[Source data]
===============

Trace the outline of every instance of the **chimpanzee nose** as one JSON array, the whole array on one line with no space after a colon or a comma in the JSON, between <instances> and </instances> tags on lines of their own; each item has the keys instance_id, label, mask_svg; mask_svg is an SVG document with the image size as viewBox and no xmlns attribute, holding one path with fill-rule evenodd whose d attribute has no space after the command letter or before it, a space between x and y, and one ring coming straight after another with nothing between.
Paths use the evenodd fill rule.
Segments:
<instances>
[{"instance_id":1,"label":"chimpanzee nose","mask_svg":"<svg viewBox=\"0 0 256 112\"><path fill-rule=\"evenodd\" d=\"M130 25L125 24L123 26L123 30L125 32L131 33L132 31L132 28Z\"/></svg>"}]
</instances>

===============

Which lines in the entries above contain the string "xmlns"? Pull out each of those lines and copy it.

- CORRECT OUTPUT:
Trace the outline of every instance of the **chimpanzee nose** as one JSON array, the whole array on one line with no space after a colon or a comma in the JSON, between <instances> and </instances> tags on lines of their own; each item has the keys instance_id, label, mask_svg; mask_svg is an SVG document with the image size as viewBox and no xmlns attribute, holding one path with fill-rule evenodd whose d attribute has no space after the command letter or before it, a space between x and y, and one ring coming straight after another with nothing between.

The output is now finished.